> [Short exercise] Convert the text from the start of the rows through the line containing "pixel 502 222", inclusive, into a JSON list of strings, one string per line. Omit blank lines.

* * *

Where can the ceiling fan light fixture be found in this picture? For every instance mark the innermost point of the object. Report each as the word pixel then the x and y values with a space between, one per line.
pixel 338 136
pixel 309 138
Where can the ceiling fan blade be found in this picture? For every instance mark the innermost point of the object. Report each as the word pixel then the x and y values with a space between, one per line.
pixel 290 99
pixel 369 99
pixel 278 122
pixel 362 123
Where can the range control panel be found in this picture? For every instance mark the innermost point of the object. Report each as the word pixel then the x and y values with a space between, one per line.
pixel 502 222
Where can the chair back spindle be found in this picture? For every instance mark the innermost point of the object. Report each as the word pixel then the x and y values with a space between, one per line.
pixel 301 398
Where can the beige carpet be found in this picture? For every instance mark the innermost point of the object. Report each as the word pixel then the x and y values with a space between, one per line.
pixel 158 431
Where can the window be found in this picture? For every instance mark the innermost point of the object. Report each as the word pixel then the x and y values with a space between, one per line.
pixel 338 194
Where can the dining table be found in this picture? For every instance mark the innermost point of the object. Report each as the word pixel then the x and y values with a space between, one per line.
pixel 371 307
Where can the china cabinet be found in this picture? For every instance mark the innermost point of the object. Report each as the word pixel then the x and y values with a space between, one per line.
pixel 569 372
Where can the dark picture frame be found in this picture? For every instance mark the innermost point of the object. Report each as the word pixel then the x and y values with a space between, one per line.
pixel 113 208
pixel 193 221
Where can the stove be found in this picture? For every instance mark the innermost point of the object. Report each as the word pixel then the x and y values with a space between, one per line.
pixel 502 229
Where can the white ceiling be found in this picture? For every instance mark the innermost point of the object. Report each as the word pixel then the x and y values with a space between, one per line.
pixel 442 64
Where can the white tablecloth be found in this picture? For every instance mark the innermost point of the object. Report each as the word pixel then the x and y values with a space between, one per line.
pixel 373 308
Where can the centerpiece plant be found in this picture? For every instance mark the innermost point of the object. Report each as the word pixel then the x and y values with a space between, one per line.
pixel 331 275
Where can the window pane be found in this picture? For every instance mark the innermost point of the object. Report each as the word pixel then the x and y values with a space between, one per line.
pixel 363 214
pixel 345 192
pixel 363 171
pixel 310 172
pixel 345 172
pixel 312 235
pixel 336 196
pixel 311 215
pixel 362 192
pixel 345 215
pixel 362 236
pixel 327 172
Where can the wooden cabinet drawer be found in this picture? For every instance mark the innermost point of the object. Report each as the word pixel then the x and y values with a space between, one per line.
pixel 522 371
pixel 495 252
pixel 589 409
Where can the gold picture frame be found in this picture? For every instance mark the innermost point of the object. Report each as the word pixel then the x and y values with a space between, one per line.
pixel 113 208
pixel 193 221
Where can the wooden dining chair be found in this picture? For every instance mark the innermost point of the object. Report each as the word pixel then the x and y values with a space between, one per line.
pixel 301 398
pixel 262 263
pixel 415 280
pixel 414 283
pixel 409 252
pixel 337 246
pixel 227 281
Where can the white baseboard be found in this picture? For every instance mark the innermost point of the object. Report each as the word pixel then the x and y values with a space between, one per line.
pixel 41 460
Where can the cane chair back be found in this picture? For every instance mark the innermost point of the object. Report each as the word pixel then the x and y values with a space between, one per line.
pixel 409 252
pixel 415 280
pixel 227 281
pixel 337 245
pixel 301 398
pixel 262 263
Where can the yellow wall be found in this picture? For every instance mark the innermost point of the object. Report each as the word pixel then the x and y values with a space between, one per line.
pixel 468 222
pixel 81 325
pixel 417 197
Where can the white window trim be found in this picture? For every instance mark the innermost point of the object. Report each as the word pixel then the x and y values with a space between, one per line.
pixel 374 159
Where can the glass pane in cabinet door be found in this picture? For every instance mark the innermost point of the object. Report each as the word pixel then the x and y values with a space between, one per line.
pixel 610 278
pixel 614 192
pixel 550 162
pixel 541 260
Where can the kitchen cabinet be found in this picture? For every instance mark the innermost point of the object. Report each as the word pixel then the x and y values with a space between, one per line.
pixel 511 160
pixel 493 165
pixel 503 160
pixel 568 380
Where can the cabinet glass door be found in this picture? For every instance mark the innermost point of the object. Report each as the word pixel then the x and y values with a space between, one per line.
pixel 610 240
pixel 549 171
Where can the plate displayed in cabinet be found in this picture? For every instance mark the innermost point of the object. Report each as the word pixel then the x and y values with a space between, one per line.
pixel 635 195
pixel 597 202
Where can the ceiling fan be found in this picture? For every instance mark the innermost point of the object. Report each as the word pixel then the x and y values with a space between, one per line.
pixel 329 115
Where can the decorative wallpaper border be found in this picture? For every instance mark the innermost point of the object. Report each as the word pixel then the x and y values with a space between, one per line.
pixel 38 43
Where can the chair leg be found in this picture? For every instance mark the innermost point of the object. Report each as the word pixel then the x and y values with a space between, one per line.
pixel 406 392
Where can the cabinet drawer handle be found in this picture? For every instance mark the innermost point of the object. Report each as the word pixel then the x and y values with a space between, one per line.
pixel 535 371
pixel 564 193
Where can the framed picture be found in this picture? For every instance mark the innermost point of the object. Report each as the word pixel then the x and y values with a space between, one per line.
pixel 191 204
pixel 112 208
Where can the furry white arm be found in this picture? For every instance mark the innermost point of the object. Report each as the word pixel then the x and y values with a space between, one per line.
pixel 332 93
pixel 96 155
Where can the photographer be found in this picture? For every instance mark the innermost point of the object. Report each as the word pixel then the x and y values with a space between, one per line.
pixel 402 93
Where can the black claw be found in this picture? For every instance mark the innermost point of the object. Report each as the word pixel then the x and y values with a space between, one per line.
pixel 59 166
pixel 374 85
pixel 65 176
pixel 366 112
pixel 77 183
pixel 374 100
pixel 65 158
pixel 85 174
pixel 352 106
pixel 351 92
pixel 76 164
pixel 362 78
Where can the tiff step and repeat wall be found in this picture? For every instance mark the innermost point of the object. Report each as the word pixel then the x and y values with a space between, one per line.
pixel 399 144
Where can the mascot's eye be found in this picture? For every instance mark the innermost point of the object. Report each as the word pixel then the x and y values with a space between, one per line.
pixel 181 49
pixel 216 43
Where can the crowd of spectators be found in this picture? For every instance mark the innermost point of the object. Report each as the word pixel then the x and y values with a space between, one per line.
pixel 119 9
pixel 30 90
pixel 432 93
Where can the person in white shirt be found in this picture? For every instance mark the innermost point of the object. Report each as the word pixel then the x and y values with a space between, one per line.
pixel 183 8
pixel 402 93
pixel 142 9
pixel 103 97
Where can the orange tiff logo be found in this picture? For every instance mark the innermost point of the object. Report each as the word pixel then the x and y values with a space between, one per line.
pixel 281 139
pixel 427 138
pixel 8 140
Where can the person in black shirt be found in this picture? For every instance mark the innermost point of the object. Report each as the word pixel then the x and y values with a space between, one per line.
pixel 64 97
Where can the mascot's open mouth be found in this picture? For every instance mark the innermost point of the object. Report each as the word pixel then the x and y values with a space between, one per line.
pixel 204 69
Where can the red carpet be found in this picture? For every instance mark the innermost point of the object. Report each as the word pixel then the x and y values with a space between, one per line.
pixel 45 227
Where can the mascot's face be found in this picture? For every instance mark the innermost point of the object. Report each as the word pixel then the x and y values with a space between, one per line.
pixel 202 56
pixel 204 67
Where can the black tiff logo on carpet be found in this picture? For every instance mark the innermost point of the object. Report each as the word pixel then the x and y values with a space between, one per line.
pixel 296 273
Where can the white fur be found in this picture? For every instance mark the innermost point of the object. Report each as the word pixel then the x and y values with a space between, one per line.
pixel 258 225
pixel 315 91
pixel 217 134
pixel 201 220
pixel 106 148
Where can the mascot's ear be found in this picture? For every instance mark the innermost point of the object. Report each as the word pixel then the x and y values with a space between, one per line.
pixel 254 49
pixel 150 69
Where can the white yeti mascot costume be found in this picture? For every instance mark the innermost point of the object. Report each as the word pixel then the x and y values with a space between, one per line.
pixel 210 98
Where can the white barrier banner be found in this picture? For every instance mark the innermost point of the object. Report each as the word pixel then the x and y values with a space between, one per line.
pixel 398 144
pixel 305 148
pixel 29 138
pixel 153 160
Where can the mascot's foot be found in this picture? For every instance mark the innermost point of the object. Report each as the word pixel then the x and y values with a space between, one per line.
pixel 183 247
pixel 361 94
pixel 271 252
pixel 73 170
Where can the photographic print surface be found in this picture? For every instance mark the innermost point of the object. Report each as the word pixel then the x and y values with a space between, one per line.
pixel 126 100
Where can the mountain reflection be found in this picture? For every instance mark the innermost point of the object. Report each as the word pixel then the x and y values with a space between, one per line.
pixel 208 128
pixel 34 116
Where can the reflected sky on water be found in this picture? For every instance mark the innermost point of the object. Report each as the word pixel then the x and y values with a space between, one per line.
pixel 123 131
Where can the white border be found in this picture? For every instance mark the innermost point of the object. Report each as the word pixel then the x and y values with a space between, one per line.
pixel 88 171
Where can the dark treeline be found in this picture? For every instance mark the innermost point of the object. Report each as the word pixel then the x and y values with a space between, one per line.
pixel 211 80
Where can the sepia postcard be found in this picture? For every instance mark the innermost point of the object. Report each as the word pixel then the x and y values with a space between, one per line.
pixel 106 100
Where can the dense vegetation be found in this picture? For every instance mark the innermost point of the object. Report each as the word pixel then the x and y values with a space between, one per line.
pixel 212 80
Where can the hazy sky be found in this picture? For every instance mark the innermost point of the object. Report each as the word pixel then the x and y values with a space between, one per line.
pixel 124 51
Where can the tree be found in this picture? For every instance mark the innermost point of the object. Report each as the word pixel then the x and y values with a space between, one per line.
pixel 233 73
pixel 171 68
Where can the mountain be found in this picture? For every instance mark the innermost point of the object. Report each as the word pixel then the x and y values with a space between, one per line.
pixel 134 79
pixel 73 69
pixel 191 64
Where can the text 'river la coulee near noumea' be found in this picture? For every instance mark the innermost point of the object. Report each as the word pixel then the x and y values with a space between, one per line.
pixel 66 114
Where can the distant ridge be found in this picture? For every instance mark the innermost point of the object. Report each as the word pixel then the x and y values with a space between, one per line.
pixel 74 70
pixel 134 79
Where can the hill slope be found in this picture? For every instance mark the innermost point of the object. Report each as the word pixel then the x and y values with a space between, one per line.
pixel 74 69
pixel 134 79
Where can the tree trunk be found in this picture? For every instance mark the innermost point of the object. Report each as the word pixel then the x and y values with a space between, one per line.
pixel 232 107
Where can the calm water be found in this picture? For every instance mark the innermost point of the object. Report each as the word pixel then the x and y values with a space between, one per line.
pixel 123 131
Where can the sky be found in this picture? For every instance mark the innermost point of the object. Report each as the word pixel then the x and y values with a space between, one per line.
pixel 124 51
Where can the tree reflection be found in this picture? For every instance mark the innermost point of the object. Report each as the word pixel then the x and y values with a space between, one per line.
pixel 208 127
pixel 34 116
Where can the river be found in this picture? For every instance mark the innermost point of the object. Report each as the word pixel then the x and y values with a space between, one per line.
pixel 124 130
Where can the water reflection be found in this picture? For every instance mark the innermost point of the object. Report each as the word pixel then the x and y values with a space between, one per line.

* * *

> [Response]
[
  "Where can the ceiling fan light fixture be found in this picture? For every instance mark the innermost point of the object. Report each as the word pixel then the x and y values with a space between, one per line.",
  "pixel 338 136",
  "pixel 309 138",
  "Where can the ceiling fan blade be found in this picture? For every instance mark the innermost point of the object. Report each as the word pixel then the x and y values with a space between, one per line.",
  "pixel 290 99",
  "pixel 369 99",
  "pixel 278 122",
  "pixel 362 123",
  "Where can the range control panel be found in this picture? For every instance mark the innermost point of the object. Report each as the word pixel then the x and y values with a space between, one per line.",
  "pixel 502 222"
]